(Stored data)
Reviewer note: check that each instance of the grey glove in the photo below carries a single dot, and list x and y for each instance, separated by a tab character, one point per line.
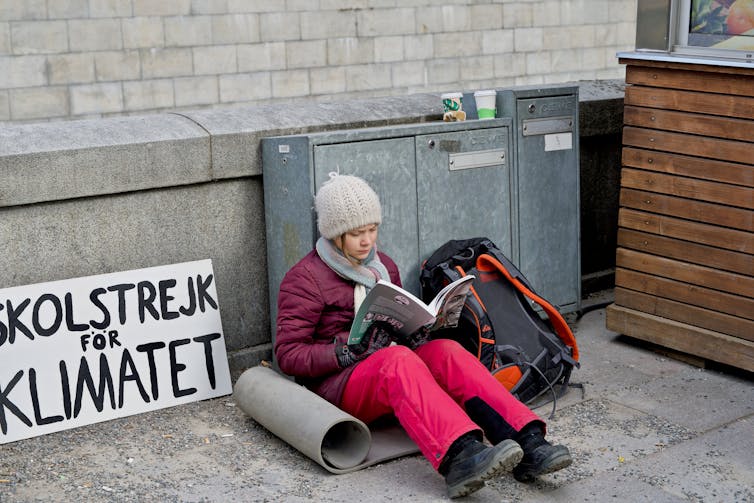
415	340
378	336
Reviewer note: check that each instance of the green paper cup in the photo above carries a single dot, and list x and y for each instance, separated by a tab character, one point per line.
485	103
452	102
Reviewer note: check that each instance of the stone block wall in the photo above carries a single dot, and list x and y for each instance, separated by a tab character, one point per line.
89	197
95	58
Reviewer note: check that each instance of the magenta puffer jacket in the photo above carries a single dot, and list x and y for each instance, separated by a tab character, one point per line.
315	307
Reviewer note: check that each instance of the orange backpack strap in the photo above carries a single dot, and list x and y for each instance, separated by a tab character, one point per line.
486	262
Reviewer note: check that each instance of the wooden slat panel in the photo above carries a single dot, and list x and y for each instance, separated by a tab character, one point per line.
690	101
713	148
695	316
741	85
729	239
695	253
714	300
685	122
682	337
694	167
690	188
725	216
693	274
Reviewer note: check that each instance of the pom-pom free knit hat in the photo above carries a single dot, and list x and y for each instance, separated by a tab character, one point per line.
345	202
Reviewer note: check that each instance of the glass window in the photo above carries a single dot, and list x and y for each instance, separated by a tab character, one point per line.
724	28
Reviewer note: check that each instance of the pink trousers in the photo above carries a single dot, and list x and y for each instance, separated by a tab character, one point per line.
425	390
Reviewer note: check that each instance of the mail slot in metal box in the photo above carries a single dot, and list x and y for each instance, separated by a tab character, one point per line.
545	154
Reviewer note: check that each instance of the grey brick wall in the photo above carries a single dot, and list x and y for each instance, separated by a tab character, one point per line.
62	59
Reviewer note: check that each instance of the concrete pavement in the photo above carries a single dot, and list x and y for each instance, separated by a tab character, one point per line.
646	428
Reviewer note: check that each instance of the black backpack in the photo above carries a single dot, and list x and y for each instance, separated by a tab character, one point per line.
529	355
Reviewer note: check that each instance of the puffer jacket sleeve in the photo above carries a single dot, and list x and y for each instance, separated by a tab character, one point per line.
300	304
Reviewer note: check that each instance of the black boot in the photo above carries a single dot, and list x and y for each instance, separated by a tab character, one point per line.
469	462
540	456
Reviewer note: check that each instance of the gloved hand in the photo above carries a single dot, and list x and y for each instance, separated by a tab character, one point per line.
416	339
378	336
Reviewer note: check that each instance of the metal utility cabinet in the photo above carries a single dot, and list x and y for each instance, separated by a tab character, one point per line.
513	179
546	237
436	181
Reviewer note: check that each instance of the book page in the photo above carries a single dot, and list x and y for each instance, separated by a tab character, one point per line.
388	303
449	302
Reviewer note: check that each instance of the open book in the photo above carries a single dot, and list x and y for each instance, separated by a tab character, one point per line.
405	312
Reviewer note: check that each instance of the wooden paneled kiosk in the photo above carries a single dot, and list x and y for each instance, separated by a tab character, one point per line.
685	256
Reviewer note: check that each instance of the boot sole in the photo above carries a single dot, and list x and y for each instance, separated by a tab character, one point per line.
557	462
505	459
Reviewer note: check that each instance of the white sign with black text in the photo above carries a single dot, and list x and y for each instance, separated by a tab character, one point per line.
90	349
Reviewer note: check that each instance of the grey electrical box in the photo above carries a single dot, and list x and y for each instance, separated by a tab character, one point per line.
436	181
546	234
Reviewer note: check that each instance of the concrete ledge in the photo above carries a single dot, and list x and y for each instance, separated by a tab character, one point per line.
66	160
236	132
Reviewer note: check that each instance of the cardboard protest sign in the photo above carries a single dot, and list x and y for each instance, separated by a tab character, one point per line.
90	349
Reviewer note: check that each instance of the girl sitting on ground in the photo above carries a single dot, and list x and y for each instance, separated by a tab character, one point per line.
440	393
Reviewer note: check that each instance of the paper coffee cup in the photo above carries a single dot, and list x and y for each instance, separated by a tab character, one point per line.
452	102
485	103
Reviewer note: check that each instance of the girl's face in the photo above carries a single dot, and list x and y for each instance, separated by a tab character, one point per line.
357	243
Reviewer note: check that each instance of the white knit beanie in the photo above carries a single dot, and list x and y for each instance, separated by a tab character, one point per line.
345	202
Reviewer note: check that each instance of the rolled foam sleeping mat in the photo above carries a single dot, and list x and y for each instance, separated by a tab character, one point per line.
337	441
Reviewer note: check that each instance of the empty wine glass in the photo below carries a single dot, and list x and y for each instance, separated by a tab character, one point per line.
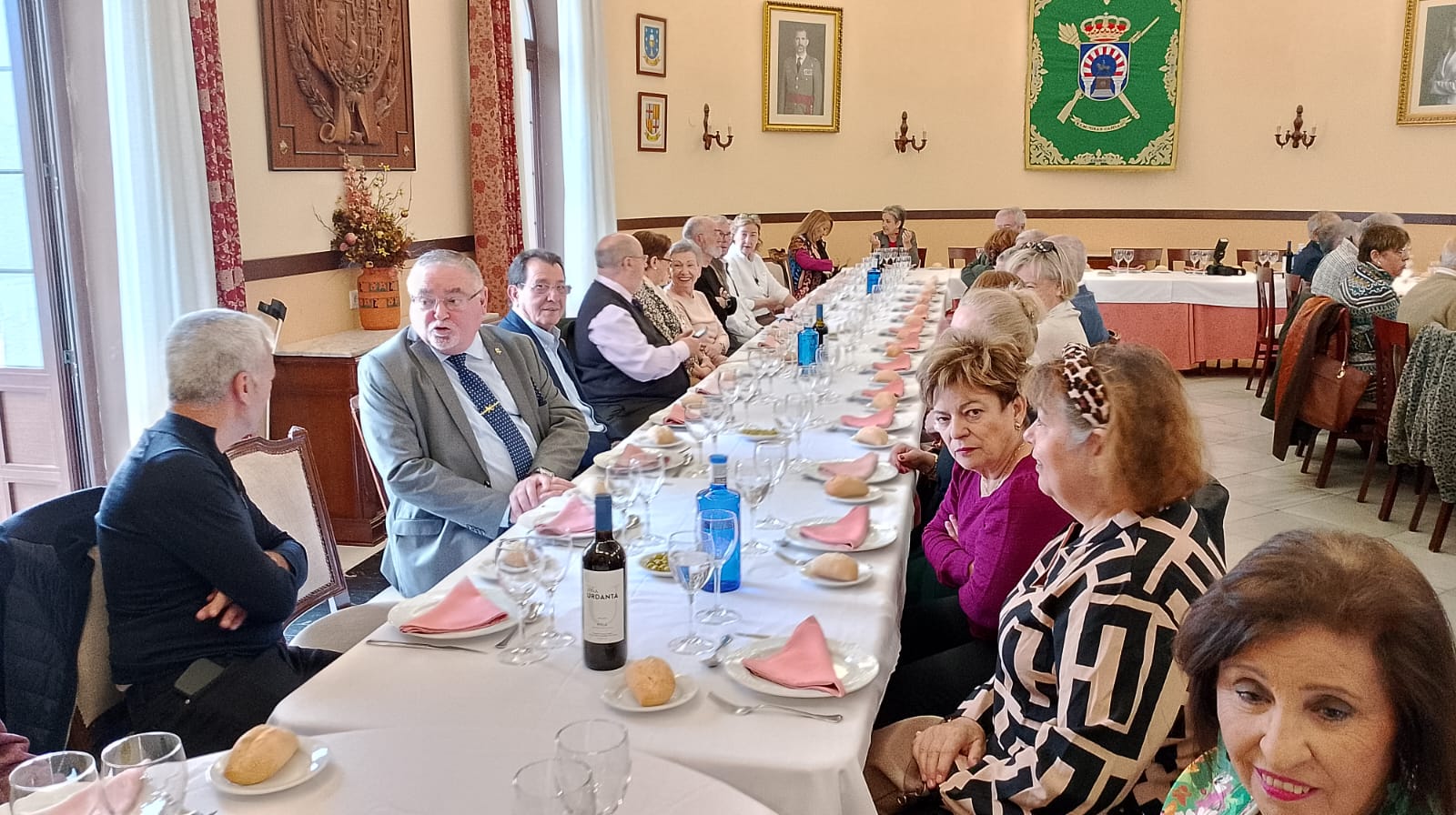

▶ _REQUIRED ACTION_:
Could you repeat all of the data exactly, minus the pictures?

▶ _OUTPUT FOR THIS EXERCISE_:
Reviewer note: check that each instance of the grey glove in the photo below carries a single dot, and list x and y for each instance, separated by a tab character, one point per line.
415	340
378	336
Reviewer note: check that each instance of the green paper cup in the photo above carries a single dot, and list x and y for each instance, separated by a tab character, one point per line.
485	103
452	102
Reviewer note: check that each instance of the stone block wall in the photo above carries a single dot, and list x and y for each instance, separated by a tab character, one point per line.
89	197
95	58
Reviewer note: check that each instance of the magenta puffer jacket in the photo above carries a single dot, and list x and y for each instance, separated by a tab character, one point per line.
315	307
Reviewer note: check that each instance of the orange backpack strap in the photo above carries a single dot, and list x and y for each instance, separated by a tab character, one point per line.
486	262
Reviewer note: check that each instance of the wooden slat panel in the photo above carries a single dot, and list x and y for each instance, separated by a tab character, one point per line.
690	101
713	148
695	316
741	85
729	239
695	253
714	300
685	122
682	337
694	167
690	188
725	216
693	274
Reviewer note: check that each instance of the pom-pom free knit hat in the photo above carries a single dot, and list x and y for each instance, separated by a tab character, one point per line.
345	202
Reviewer note: check that each instance of the glass window in the photo above carries a single dot, and list x and y for each instance, separated by a tab character, one point per line.
724	28
Reviewer note: check that each instance of the pink trousers in the photo above carries a single dot, and list x and y for each instance, separated by a tab character, one point per line.
425	390
Reviewer note: check that each instance of the mail slot in metal box in the photo above carries a single dot, and list x and y for each instance, separated by a tab character, one point per line.
545	154
Reviewer note: check that each instance of the grey brick wall in the photo above carries a single dot, and list x and y for each instance, separated by a tab character, one point per line.
62	59
Reviewer note: check that each instance of the concrete pavement in the photo above carries a single dot, and list x and y for each instance, separated by a tab character, one point per line.
646	428
Reviewer note: check that each instance of the black backpack in the photo above carries a single dot, and list x and y for each instance, separated by a tab character, one point per line.
529	355
Reviewer note: check that each instance of the puffer jacket sleeve in the photo above carries a single dot, and list x and y for each instance, separated by a tab character, one point per line.
300	304
Reviewer note: check that each instance of the black boot in the photo above carries a single dot, and list x and y for each instance, separated by a tab character, one point per line.
469	462
540	456
Reviewer note: check that each instance of the gloved hand in the photo above carries a single dot, and list x and y for each instance, separated by a tab character, one point per line.
416	339
378	336
Reviewer note: check that each instance of the metal utility cabinet in the photo above carries a single dot, and list x and y for each instance, separated by a tab character, one point per line.
513	179
546	237
436	181
Reviewer note: check that each instance of the book page in the photo above carries a single dot, and list x and y for each instance, separated by a tab character, one point per line.
388	303
449	302
Reviewer note: check that each instance of the open book in the photo above carries a single dot, and list x and y for each instance, separated by a tab character, one point per line.
405	312
Reviewer note: check that each instance of the wooden paneled kiosk in the photo above carries a single dot, and list x and y for each instance, separated by a tab character, one point per line.
685	256
Reviewer note: check that each instance of the boot sole in the photo above carries a single dot, and list x and y for each instance, separated by a tab character, one point per line.
557	462
505	459
Reviewer note: check that each instance of the white sign with black text in the photo above carries a single dot, and list x and y for each instance, separated by a tab character, one point per line.
90	349
Reviewer note: check that each instance of the grey electrical box in the photo above carries a single dot, and list x and y for each instance, separated by a tab character, one point per line.
436	181
546	234
Reviewer note: check that each instance of the concrete ledge in the photo above carries a single dot, and list x and y for each instance, separated by a tab character, one point per line.
66	160
236	132
Reviewer note: check that each instance of the cardboard protest sign in the photo above carries a single dot, and list x and y for each instance, separated by a tab character, one point per line.
90	349
Reviewer note: check that each instance of the girl sitting on ground in the photo above carries a single dot, and list x and y for each instance, separated by a tab character, one point per line.
440	393
Reviewer note: check that each instance of the paper coffee cup in the photo above carries a single dot, and list x and y for each instance, separated by a tab character, one point per line.
452	102
485	103
Reviewer note: check that each instance of the girl's face in the photo above carries a single dot, and list x and y for each instance, separated by a tab character, one point per line.
357	243
Reviewer note: check that each instance of the white knit beanie in the photo above carries a single dot, and list x and y for each instance, separated by a tab character, one point per line.
345	202
Reviewer note: check that each instance of the rolled foam sleeping mat in the photo above carries a single dot, and list x and y for each instance, separated by a tab character, one point per line.
337	441
Reviewer note: check that each instance of the empty wine glass in the photo below carries a single dot, and list x and y for each instance, separated by a tab character, one point per line.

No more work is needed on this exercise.